■ How to complete this task ■
Leave out the pictures and repeat the data exactly.

-- Opening Marker --

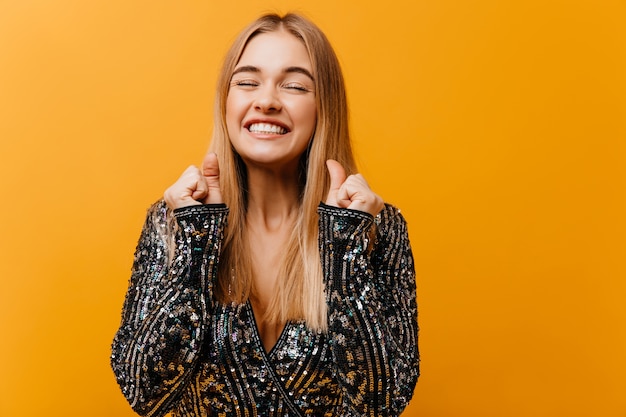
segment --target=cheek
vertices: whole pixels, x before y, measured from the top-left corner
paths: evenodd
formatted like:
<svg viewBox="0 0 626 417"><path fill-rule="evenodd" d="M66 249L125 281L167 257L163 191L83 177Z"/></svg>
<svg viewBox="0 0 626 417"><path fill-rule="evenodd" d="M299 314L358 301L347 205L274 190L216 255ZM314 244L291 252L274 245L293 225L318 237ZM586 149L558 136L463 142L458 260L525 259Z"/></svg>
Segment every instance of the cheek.
<svg viewBox="0 0 626 417"><path fill-rule="evenodd" d="M231 97L231 95L229 94L226 97L226 120L228 120L229 117L234 113L234 110L235 110L234 107L235 107L234 106L234 100Z"/></svg>
<svg viewBox="0 0 626 417"><path fill-rule="evenodd" d="M317 125L317 109L314 108L311 112L309 112L309 114L307 115L307 119L311 128L311 135L313 135L313 132L315 131L315 127Z"/></svg>
<svg viewBox="0 0 626 417"><path fill-rule="evenodd" d="M315 102L301 104L298 108L298 121L302 126L307 126L311 130L315 129L317 123L317 107Z"/></svg>
<svg viewBox="0 0 626 417"><path fill-rule="evenodd" d="M237 102L229 95L226 98L226 128L228 133L231 133L231 130L236 129L239 125L238 113Z"/></svg>

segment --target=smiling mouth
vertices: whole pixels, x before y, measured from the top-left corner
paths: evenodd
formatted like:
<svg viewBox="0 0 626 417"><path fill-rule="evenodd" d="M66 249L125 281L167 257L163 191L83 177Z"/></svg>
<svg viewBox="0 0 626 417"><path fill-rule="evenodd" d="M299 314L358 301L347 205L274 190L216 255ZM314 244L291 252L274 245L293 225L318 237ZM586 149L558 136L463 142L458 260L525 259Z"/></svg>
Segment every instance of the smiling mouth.
<svg viewBox="0 0 626 417"><path fill-rule="evenodd" d="M248 130L251 133L266 135L284 135L288 132L288 130L284 127L273 125L270 123L252 123L250 126L248 126Z"/></svg>

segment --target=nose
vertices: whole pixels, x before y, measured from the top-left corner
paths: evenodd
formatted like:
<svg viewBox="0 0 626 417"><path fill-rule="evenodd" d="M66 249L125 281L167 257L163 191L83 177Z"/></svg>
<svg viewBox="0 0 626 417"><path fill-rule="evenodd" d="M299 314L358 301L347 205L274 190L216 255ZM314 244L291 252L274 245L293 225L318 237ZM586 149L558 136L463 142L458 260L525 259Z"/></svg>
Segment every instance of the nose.
<svg viewBox="0 0 626 417"><path fill-rule="evenodd" d="M276 112L282 109L282 103L275 88L266 86L258 90L254 100L254 108L263 113Z"/></svg>

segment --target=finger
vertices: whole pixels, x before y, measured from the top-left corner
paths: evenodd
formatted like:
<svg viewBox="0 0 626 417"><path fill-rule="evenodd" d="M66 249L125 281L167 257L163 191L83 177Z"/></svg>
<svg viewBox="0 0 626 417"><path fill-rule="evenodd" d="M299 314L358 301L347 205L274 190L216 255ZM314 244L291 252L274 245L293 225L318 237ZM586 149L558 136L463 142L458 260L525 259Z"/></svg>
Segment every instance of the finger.
<svg viewBox="0 0 626 417"><path fill-rule="evenodd" d="M202 176L206 183L207 193L205 204L223 203L222 192L220 189L220 167L217 160L217 154L208 153L202 161Z"/></svg>
<svg viewBox="0 0 626 417"><path fill-rule="evenodd" d="M326 167L328 168L328 174L330 175L330 188L328 190L326 204L337 207L347 207L345 201L347 194L345 191L340 191L343 183L346 181L346 170L334 159L326 161ZM350 204L349 199L347 204Z"/></svg>
<svg viewBox="0 0 626 417"><path fill-rule="evenodd" d="M358 204L363 185L355 175L350 175L337 190L337 201L340 207L354 208Z"/></svg>
<svg viewBox="0 0 626 417"><path fill-rule="evenodd" d="M207 195L207 186L200 175L200 170L195 166L190 166L185 170L183 175L181 176L182 185L185 186L185 190L183 190L184 195L189 195L192 199L196 201L201 201Z"/></svg>
<svg viewBox="0 0 626 417"><path fill-rule="evenodd" d="M198 198L206 195L206 184L195 166L187 168L180 178L164 193L165 201L171 208L200 204Z"/></svg>
<svg viewBox="0 0 626 417"><path fill-rule="evenodd" d="M217 154L209 152L202 161L202 175L205 177L220 177L220 166L217 161Z"/></svg>
<svg viewBox="0 0 626 417"><path fill-rule="evenodd" d="M345 190L350 201L348 205L350 209L365 211L375 216L384 207L383 199L372 191L360 174L350 175L341 188L339 195Z"/></svg>
<svg viewBox="0 0 626 417"><path fill-rule="evenodd" d="M330 189L336 191L346 181L346 170L334 159L326 161L326 167L330 175Z"/></svg>
<svg viewBox="0 0 626 417"><path fill-rule="evenodd" d="M190 186L189 190L191 191L191 198L196 201L202 202L209 195L206 181L201 176L196 177L195 183Z"/></svg>

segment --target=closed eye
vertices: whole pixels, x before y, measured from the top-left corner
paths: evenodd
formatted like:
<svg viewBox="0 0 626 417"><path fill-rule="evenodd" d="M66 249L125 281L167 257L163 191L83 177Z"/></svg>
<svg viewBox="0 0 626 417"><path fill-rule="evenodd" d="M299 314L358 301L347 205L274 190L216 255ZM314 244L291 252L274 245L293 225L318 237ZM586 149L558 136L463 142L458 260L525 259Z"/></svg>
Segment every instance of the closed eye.
<svg viewBox="0 0 626 417"><path fill-rule="evenodd" d="M283 87L289 90L301 91L303 93L310 91L306 86L300 83L288 83L288 84L285 84Z"/></svg>
<svg viewBox="0 0 626 417"><path fill-rule="evenodd" d="M233 80L231 82L232 87L258 87L259 83L254 80Z"/></svg>

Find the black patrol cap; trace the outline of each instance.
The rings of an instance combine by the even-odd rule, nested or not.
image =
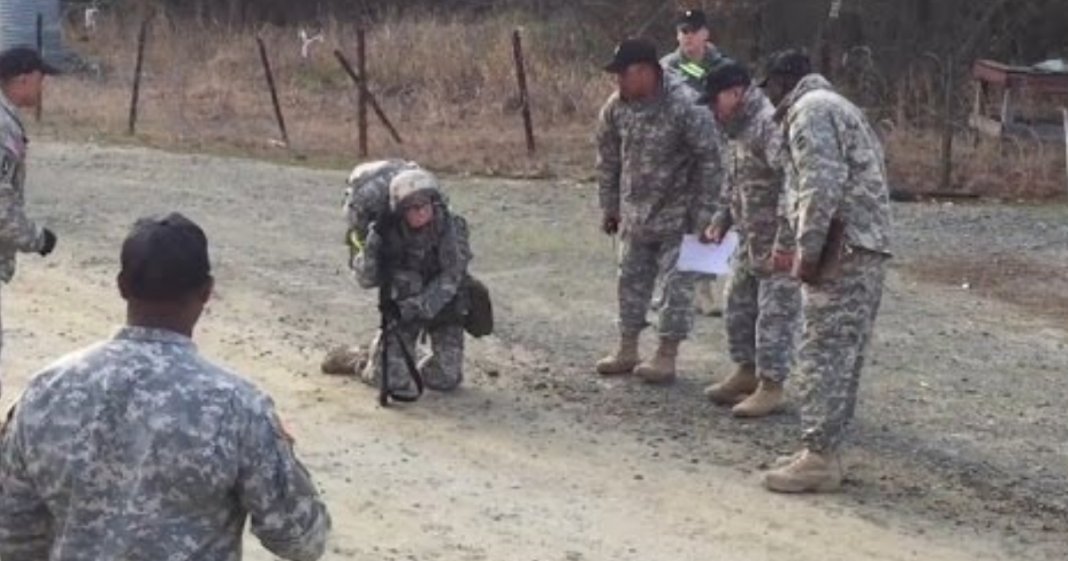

-- Closing Marker --

■ Solution to this task ■
segment --target=cheek
vertices: whole pixels, x before y, measured from the top-left corner
paths: evenodd
formatted like:
<svg viewBox="0 0 626 417"><path fill-rule="evenodd" d="M66 249L125 281L167 257L163 191L83 177Z"/></svg>
<svg viewBox="0 0 626 417"><path fill-rule="evenodd" d="M299 314L358 301L347 205L274 190L216 255ZM314 244L291 252L274 245L293 225L318 237ZM586 149L558 136L463 142L458 260L525 259Z"/></svg>
Segment every instance of the cheek.
<svg viewBox="0 0 626 417"><path fill-rule="evenodd" d="M231 97L231 95L229 94L226 97L226 120L228 120L229 117L234 113L234 110L235 110L234 107L235 107L234 106L234 100Z"/></svg>
<svg viewBox="0 0 626 417"><path fill-rule="evenodd" d="M317 125L317 109L314 108L311 112L309 112L309 114L307 115L307 119L311 128L311 135L313 135L313 132L315 131L315 127Z"/></svg>
<svg viewBox="0 0 626 417"><path fill-rule="evenodd" d="M315 102L301 104L298 108L298 121L302 126L307 126L311 130L315 129L317 123L317 107Z"/></svg>
<svg viewBox="0 0 626 417"><path fill-rule="evenodd" d="M237 102L229 95L226 98L226 128L228 133L231 133L231 130L236 129L239 125L238 113Z"/></svg>

segment --target=smiling mouth
vertices: whole pixels, x before y, measured from the top-left corner
paths: evenodd
formatted like:
<svg viewBox="0 0 626 417"><path fill-rule="evenodd" d="M66 249L125 281L167 257L163 191L83 177Z"/></svg>
<svg viewBox="0 0 626 417"><path fill-rule="evenodd" d="M299 314L358 301L347 205L274 190L216 255ZM314 244L291 252L274 245L293 225L318 237ZM586 149L558 136L463 142L458 260L525 259Z"/></svg>
Segment every instance of the smiling mouth.
<svg viewBox="0 0 626 417"><path fill-rule="evenodd" d="M248 130L251 133L266 135L284 135L288 132L288 130L284 127L273 125L270 123L252 123L250 126L248 126Z"/></svg>

segment --target=nose
vertices: whole pixels, x before y, measured from the top-left corner
paths: evenodd
formatted like:
<svg viewBox="0 0 626 417"><path fill-rule="evenodd" d="M66 249L125 281L167 257L163 191L83 177Z"/></svg>
<svg viewBox="0 0 626 417"><path fill-rule="evenodd" d="M299 314L358 301L347 205L274 190L216 255ZM314 244L291 252L274 245L293 225L318 237ZM586 149L558 136L463 142L458 260L525 259Z"/></svg>
Segment every instance of the nose.
<svg viewBox="0 0 626 417"><path fill-rule="evenodd" d="M276 112L282 109L282 103L275 88L266 86L258 90L254 100L254 108L263 113Z"/></svg>

segment --target=finger
vertices: whole pixels, x before y, measured from the top-left corner
paths: evenodd
formatted like:
<svg viewBox="0 0 626 417"><path fill-rule="evenodd" d="M66 249L125 281L167 257L163 191L83 177Z"/></svg>
<svg viewBox="0 0 626 417"><path fill-rule="evenodd" d="M299 314L358 301L347 205L274 190L216 255ZM314 244L291 252L274 245L293 225L318 237ZM586 149L558 136L463 142L458 260L525 259Z"/></svg>
Segment every instance of the finger.
<svg viewBox="0 0 626 417"><path fill-rule="evenodd" d="M202 176L206 183L207 193L205 204L223 203L222 192L220 189L220 167L217 160L217 154L208 153L202 161Z"/></svg>
<svg viewBox="0 0 626 417"><path fill-rule="evenodd" d="M326 167L328 168L328 174L330 175L330 188L328 190L326 204L337 207L347 207L345 201L347 194L345 191L340 191L343 183L346 181L346 170L334 159L326 161ZM350 204L349 199L347 204Z"/></svg>
<svg viewBox="0 0 626 417"><path fill-rule="evenodd" d="M358 204L363 185L355 175L350 175L337 190L337 201L340 207L354 208Z"/></svg>
<svg viewBox="0 0 626 417"><path fill-rule="evenodd" d="M207 195L207 186L200 175L200 170L195 166L190 166L185 170L183 175L181 176L182 185L185 186L185 190L183 190L184 195L189 195L192 199L196 201L201 201Z"/></svg>
<svg viewBox="0 0 626 417"><path fill-rule="evenodd" d="M198 198L206 195L206 184L195 166L187 168L180 178L164 193L165 201L171 208L200 204Z"/></svg>
<svg viewBox="0 0 626 417"><path fill-rule="evenodd" d="M217 154L209 152L202 161L202 175L205 177L220 177L220 166L217 161Z"/></svg>
<svg viewBox="0 0 626 417"><path fill-rule="evenodd" d="M345 190L350 201L348 205L350 209L365 211L375 216L384 207L383 199L372 191L360 174L350 175L341 188L339 195Z"/></svg>
<svg viewBox="0 0 626 417"><path fill-rule="evenodd" d="M330 189L336 191L346 181L346 170L334 159L326 161L326 167L330 175Z"/></svg>
<svg viewBox="0 0 626 417"><path fill-rule="evenodd" d="M190 186L189 190L191 191L191 198L196 201L202 202L209 195L206 181L201 176L196 177L195 183Z"/></svg>

segment --target=closed eye
vertices: whole pixels, x before y, measured from the top-left corner
paths: evenodd
formatted like:
<svg viewBox="0 0 626 417"><path fill-rule="evenodd" d="M66 249L125 281L167 257L163 191L83 177Z"/></svg>
<svg viewBox="0 0 626 417"><path fill-rule="evenodd" d="M299 314L358 301L347 205L274 190L216 255ZM314 244L291 252L274 245L293 225L318 237ZM586 149L558 136L463 142L458 260L525 259Z"/></svg>
Segment every instance of the closed eye.
<svg viewBox="0 0 626 417"><path fill-rule="evenodd" d="M283 87L289 90L301 91L303 93L310 91L306 86L300 83L288 83L288 84L285 84Z"/></svg>
<svg viewBox="0 0 626 417"><path fill-rule="evenodd" d="M233 80L231 82L232 87L258 87L259 83L254 80Z"/></svg>

Find the black patrol cap; trace the outline of each instance.
The rings of an instance combine by the even-odd rule, nested or not.
image =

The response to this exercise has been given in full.